STATED PROBLEM: Could you rewrite all of the records below, replacing every "Note to the class" with "Labeling instructions" and leaving everything else untouched?

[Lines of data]
▽
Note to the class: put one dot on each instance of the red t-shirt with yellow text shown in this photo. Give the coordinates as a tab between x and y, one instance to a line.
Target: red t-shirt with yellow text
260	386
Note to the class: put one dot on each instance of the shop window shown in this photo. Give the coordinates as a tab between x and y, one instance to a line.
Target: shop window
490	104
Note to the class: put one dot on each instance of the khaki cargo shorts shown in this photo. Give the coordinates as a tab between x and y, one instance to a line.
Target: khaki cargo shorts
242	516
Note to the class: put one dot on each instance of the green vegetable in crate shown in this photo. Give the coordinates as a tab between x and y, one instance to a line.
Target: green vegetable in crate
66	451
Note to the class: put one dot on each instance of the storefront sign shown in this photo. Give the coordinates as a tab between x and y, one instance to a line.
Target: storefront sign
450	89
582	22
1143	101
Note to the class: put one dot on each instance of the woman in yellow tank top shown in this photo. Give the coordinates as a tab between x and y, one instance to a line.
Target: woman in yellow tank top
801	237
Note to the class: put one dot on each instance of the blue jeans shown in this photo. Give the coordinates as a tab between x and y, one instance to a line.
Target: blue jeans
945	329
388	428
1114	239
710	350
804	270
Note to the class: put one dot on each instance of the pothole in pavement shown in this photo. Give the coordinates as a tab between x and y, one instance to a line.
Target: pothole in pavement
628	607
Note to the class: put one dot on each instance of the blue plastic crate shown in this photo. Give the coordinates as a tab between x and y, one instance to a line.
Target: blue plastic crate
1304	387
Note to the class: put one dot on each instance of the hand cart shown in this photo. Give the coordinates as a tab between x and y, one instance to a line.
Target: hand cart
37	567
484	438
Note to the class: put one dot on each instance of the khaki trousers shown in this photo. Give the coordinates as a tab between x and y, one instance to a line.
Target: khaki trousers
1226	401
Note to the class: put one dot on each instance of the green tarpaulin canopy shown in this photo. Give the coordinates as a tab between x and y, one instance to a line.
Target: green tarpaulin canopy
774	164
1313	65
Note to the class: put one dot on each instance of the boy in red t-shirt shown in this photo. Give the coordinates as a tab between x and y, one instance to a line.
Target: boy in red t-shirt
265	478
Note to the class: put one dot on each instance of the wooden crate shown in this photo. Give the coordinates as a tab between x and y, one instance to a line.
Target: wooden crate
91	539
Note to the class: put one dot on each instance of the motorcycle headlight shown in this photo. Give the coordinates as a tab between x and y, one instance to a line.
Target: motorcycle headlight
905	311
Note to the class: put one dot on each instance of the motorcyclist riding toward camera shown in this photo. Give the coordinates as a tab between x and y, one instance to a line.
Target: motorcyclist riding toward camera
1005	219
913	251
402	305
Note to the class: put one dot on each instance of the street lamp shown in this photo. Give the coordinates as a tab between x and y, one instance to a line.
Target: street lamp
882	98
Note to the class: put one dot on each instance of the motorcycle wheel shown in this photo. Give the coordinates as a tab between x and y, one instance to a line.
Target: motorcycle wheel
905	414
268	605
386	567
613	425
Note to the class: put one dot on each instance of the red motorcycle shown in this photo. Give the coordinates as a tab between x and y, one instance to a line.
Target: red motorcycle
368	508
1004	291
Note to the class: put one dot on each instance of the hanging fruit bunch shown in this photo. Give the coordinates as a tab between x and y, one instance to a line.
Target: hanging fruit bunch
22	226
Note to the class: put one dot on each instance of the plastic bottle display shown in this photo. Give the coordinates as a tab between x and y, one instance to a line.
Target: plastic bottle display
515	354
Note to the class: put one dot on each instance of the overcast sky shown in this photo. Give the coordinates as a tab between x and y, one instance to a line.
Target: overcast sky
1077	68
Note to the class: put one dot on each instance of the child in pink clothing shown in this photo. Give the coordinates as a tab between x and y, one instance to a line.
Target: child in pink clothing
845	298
△
REPLY TO THE EXERCISE:
Labeling instructions: put one dot on each instance of the red t-shirt with yellow text shown in this photo. Give the coordinates as a tab between x and y, one instance to a line.
Target: red t-shirt with yellow text
260	386
Labeling instructions: put one dot on each instance of the shop window shown in this photo. Give the coordinates as a tab between x and y, one instance to a line.
Target: shop window
490	104
Labeling instructions: put one dot on each instance of the khaki cargo shorts shown in this photo. Give the coordinates as a tab between x and y, one instance to a line.
Target: khaki cargo shorts
242	516
Labeling instructions: put one dot on each instance of the green vegetable in crate shown in this photo. Give the coordinates as a tab between x and y, one instance to a line.
Target: green vegetable in crate
66	451
Labeling instructions: put one dot on each instance of the storefront sign shown in this photo. Give the coordinates as a tab between x and y, one instance to a line.
Target: storefront sign
450	89
582	22
1143	101
Labeling instructions: put one dot on each instance of the woman in yellow tank top shown in this photo. Give the coordinates as a tab between x and y, one instance to a line.
Target: woman in yellow tank top
801	237
Labeling instructions: put one dot on each instance of the blue jeans shown in this photo. Give the coordinates as a tab between x and y, one instance to a line.
Target: blue jeans
945	329
388	428
1114	239
710	350
804	270
Labeling instructions: put one dot on each instance of the pothole in pavement shown in this photo. Give the coordinates as a tab between x and y, one instance to a line.
Target: pothole in pavement
628	607
Labeling instructions: put one dot on each instance of the blue plastic crate shown in this photo. Give the coordinates as a tab between x and y, one instance to a line.
Target: blue plastic crate
1304	387
Labeling instructions: put one dot on each instance of the hand cart shown in this photo. Give the coordinates as a tab between x and y, one instance to a line.
Target: hand cart
37	567
484	438
Labeling instructions: put one dot on each instance of the khaki trousers shown in this photo. Give the coordinates as a tab between x and y, one instance to a line.
Target: khaki trousers
1226	401
Labeling instructions: put one dot on each instance of the green tarpaulin canopy shown in this photo. Give the coordinates as a tab between x and y, one instance to a line.
Target: green tarpaulin canopy
774	164
1313	65
Labeling instructions: put one dot on each instance of the boy in red t-shirt shown in this photo. Give the coordinates as a tab between x and y, one instance to a line.
Target: boy in red t-shirt
265	478
Labeling instructions: put one dot on each instance of the wooden crate shown in this photo. Give the coordinates as a tab between x and y, one instance to a line.
Target: wooden crate
91	539
Labeling instructions: put one dot on each instance of the motorcycle headlight shown in this photo. Give the coordinates as a tab between x and y, one instance to a line.
Target: motorcycle headlight
905	311
Labeling instructions: put one dot on each instance of the motorcyclist riding toward camera shown in this photo. Give the coordinates as a tab between x and y, one instance to a line.
Target: motorcyclist riding toward camera
1005	219
913	251
402	305
Labeling instructions: put one dot on each instance of the street lamp shown in this photo. Give the coordinates as a tab between x and y, one instance to a line.
Target: street lamp
882	98
Labeling instructions: put one dot on each instance of the motorcycle wheel shown in this photo. Give the coordinates as a tab between x and y, one instance to a line.
Target: motorcycle wheel
905	414
268	605
386	567
613	425
Labeling instructions: put one dot on each instance of the red motorcycle shown in this photo. Give the coordinates as a tab between x and y, one instance to a line.
Target: red motorcycle
368	508
1004	291
Labeling instructions: put one dot on each instance of the hanging fruit bunch shown in this photo. Give the coordinates as a tab between x and y, one instance to a line.
Target: hanging fruit bunch
22	226
Labeling instructions: put one dot on each instance of the plastic bottle display shown in this photo. Give the coordinates as a tab between x and y, one instance to a line.
Target: plastic bottle display
515	354
Labeling instructions: put one dot on each instance of the overcast sky shown in this photo. Give the coordinates as a tab between x and y, one instance to a line.
Target: overcast sky
1077	68
Labeling instructions: put one dot on each instance of the child in pink clothing shown in this photo. Give the coordinates as a tab between x and y, one instance to a line.
Target: child in pink clothing
845	298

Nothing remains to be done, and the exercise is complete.